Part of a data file
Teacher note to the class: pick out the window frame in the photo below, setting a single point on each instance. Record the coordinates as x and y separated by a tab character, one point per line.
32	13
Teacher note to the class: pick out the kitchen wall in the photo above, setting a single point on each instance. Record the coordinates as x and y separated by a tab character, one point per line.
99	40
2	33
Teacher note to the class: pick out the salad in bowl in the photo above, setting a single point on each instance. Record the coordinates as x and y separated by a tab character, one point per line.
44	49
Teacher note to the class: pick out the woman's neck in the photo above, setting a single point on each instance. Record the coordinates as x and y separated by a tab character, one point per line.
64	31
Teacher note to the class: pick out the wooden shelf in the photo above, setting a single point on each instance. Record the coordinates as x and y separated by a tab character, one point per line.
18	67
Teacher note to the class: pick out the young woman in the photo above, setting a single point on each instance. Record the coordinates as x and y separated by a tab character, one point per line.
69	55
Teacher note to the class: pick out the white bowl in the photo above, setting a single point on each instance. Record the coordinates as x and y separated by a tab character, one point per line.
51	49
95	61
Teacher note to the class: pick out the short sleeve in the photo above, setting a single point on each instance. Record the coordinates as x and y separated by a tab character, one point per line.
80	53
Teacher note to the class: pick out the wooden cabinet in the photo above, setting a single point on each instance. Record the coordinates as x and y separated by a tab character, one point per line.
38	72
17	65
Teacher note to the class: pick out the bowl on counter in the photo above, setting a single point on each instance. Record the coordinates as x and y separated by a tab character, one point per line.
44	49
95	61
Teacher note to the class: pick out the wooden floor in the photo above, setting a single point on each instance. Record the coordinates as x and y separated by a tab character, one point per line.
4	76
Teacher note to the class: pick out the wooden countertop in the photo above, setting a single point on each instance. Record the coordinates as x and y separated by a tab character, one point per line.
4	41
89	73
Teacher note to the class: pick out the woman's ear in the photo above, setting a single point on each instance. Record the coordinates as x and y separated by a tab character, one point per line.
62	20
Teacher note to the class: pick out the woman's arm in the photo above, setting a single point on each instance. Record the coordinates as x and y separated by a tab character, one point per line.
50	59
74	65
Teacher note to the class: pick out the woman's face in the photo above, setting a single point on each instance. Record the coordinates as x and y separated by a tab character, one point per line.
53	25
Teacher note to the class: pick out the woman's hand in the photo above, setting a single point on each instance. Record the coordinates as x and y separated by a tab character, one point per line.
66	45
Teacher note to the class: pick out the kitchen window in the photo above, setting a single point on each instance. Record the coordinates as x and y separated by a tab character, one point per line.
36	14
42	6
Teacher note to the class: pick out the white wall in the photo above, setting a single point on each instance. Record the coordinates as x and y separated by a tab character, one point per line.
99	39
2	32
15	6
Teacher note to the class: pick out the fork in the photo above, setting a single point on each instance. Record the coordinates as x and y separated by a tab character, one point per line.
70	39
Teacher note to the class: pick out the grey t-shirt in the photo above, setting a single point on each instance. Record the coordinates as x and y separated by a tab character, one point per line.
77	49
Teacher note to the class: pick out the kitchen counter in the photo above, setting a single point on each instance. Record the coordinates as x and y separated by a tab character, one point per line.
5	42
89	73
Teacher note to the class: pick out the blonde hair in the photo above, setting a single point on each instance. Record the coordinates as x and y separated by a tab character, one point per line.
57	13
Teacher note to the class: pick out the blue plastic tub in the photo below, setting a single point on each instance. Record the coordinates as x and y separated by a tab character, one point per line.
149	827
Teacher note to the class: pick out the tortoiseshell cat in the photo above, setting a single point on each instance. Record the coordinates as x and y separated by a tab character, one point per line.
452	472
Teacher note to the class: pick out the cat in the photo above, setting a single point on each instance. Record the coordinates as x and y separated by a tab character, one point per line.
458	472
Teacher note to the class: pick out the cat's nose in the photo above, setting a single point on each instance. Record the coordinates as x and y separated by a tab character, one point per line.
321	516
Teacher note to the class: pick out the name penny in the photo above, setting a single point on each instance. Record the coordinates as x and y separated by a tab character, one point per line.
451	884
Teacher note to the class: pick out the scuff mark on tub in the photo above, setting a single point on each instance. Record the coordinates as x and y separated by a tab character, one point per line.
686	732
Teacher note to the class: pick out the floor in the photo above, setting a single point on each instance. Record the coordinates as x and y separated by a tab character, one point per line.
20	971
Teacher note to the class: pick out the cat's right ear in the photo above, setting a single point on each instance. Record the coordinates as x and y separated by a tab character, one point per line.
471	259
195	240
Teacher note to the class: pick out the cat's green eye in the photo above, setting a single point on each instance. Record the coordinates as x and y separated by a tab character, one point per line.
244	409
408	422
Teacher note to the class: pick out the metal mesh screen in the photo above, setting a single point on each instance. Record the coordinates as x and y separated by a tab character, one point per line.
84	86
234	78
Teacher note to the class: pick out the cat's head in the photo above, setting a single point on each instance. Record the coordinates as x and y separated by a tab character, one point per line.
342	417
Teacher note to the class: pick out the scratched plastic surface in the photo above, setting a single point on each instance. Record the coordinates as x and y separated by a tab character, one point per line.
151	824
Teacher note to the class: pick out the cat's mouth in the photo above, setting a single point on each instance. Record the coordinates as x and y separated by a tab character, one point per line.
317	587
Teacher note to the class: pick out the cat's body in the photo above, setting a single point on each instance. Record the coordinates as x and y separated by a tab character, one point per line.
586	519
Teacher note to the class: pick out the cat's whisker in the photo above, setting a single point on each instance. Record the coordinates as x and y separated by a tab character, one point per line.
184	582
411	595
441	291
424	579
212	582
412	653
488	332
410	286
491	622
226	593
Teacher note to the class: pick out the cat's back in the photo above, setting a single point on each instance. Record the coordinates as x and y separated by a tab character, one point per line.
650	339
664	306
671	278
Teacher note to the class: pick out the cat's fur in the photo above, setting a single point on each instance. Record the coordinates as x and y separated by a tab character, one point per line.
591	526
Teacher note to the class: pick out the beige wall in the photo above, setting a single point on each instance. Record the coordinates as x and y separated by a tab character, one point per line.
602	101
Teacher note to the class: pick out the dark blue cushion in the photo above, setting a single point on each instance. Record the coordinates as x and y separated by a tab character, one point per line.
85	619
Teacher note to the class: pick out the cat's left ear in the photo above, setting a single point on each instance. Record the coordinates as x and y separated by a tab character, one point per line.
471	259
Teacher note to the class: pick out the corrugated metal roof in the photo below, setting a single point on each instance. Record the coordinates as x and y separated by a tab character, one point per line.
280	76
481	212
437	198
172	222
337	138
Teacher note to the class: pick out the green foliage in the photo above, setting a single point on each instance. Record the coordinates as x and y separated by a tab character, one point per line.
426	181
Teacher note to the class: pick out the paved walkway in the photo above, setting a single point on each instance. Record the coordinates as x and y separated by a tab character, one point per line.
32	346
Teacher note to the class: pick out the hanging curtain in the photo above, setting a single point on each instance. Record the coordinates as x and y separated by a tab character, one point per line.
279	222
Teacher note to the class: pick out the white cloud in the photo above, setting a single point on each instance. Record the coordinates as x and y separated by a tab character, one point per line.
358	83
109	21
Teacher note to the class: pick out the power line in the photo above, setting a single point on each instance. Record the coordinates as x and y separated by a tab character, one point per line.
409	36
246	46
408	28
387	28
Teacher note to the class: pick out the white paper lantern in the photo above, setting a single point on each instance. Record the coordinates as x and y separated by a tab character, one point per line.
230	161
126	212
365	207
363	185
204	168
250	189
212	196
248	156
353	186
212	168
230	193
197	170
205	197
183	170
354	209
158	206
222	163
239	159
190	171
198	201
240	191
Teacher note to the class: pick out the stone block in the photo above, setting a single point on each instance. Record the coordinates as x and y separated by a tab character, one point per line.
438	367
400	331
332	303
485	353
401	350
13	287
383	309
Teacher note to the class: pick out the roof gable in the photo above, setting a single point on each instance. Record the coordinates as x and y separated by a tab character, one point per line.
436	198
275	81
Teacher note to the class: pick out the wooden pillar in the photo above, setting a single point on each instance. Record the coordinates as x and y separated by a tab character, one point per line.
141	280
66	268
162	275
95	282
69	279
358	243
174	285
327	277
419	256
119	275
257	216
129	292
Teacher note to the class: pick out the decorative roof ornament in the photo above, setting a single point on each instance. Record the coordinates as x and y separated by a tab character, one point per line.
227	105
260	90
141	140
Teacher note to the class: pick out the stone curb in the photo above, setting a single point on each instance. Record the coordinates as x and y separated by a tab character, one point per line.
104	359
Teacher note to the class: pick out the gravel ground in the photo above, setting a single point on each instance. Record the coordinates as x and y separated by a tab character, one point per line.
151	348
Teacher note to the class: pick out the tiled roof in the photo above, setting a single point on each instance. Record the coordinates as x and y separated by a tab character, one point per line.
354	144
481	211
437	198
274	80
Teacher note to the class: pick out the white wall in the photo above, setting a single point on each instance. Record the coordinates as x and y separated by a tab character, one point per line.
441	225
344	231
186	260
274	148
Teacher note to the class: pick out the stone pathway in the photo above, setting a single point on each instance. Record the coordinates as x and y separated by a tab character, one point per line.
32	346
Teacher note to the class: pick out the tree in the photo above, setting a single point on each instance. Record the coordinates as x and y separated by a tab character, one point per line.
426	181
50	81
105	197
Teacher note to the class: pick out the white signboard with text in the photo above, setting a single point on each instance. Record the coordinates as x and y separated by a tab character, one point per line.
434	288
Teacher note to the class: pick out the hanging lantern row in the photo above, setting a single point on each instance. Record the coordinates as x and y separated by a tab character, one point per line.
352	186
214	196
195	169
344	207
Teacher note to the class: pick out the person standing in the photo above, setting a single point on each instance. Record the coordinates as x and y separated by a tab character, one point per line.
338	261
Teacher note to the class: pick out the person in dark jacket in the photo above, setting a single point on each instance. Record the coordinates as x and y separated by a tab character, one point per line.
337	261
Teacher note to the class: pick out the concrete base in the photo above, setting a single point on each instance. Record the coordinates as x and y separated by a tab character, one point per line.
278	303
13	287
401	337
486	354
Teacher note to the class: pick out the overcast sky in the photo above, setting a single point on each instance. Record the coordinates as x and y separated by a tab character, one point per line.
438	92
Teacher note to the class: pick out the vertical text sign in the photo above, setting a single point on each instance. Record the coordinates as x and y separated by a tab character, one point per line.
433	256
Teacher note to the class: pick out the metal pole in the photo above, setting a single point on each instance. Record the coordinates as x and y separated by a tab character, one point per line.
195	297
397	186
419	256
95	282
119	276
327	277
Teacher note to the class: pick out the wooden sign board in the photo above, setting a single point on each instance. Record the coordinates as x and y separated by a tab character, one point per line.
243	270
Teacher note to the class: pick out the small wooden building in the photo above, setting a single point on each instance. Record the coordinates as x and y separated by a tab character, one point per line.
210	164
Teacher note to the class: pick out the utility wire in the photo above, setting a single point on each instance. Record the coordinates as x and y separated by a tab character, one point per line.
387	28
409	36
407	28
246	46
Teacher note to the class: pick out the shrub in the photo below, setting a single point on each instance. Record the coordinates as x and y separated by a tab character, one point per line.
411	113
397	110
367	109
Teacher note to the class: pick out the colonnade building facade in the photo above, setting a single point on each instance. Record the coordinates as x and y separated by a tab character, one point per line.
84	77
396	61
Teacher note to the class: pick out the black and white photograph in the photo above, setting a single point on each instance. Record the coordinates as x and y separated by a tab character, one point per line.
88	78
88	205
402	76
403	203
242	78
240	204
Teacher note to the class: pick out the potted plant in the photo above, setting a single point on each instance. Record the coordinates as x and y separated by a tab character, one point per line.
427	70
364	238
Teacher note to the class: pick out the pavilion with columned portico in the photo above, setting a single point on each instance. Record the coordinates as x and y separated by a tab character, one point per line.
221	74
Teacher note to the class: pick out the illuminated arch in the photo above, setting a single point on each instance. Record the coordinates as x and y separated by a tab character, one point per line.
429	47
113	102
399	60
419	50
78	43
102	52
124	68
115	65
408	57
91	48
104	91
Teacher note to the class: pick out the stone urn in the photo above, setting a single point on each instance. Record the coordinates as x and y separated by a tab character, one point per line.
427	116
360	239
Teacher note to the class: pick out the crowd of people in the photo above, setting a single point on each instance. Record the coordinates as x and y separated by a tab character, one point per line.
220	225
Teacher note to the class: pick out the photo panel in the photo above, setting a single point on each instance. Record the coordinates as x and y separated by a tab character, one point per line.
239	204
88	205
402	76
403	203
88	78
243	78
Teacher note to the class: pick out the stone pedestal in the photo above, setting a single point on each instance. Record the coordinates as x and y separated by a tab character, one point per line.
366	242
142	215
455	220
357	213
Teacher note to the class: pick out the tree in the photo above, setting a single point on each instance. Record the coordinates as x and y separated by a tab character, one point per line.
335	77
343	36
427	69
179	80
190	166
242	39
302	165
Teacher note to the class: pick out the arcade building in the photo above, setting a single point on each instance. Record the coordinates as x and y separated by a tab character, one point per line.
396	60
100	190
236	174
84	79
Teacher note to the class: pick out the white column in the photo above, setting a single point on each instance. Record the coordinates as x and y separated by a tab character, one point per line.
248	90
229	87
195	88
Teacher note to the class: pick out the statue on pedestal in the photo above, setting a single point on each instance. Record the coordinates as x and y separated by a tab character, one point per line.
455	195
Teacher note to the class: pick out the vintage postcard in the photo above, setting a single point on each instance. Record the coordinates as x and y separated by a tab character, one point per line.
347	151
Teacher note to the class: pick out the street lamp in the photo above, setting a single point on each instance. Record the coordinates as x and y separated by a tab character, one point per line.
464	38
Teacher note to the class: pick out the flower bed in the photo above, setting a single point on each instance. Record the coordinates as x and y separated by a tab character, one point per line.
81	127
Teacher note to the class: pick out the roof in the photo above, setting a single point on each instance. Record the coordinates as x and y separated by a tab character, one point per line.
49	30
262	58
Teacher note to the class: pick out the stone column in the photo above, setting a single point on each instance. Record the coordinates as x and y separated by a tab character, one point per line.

BRIEF:
Return precisely the lines of the records, starting with the line that holds "Teacher note to the class: pick out the arcade" and ending with the last one.

OUTPUT FOR THIS TASK:
Teacher note to the class: pick out the arcade building in the photo above, setting a single point on each instance. Record the coordinates as x and y separated by a tab character, one point per line.
396	60
100	190
236	174
84	79
Teacher note to the class: pick out the white column in the photo above, setting a single point on each instance. Record the coordinates as x and y separated by a tab character, one point per line.
248	90
229	87
195	88
Teacher note to the class: pick out the statue on pedestal in the photo above, setting a single point on each instance. Record the coordinates as x and y separated by a tab character, one point per line.
455	195
Teacher note to the class: pick out the vintage postcard in the photo above, setting a single point on each instance. Record the coordinates as x and y separated by a tab character, one point per line.
347	151
Teacher note to the class: pick out the street lamp in the photo above, setting a single point on each instance. Record the coordinates as x and y separated by a tab character, one point per line.
464	38
Teacher note to the class: pick out the flower bed in the photo above, setting a single point on each instance. Record the coordinates as x and y separated by a tab character, one point per line.
81	127
Teacher note to the class: pick out the roof in the photo above, setting a single point on each instance. Record the coordinates as x and y separated by a tab character, one point per line.
49	30
262	58
Teacher note to the class: pick out the stone column in the photo above, setting a single point on each instance. Record the coordinates as x and y separated by a tab character, one point per line.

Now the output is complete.